(Assignment):
Print every line below that comes at or after the line containing "of the blue", exactly as written.

(Records for the task):

=======

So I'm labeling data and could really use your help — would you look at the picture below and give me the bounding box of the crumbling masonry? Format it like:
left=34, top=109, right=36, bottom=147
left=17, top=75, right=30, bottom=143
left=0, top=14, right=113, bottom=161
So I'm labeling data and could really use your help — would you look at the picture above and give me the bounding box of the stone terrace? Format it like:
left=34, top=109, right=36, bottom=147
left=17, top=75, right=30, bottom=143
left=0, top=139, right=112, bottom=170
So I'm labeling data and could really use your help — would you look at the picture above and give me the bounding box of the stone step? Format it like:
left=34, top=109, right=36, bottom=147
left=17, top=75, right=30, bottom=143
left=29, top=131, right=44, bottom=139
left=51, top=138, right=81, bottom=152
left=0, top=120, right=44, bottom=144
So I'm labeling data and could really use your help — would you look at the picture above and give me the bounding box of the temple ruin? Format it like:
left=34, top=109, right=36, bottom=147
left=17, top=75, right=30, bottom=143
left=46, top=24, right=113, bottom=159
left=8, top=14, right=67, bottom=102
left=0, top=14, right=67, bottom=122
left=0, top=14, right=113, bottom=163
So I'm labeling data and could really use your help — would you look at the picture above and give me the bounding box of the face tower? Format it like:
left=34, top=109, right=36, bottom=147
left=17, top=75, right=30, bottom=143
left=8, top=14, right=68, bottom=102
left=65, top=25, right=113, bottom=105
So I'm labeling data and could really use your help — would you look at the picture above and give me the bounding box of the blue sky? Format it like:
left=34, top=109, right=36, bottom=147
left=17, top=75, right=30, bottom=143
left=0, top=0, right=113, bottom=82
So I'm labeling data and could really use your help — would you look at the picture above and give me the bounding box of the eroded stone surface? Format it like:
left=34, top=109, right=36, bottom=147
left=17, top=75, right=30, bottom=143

=======

(Result for this exercise):
So I'm labeling data and could really use your help — would you look at the picture above and give me the bounding box of the blue sky? Format it like:
left=34, top=109, right=36, bottom=147
left=17, top=75, right=30, bottom=143
left=0, top=0, right=113, bottom=82
So I'm labeling data and could really use your help — would you look at the picture above and give me the bounding box of the eroded stone surface? Format it like:
left=34, top=109, right=36, bottom=147
left=17, top=75, right=30, bottom=143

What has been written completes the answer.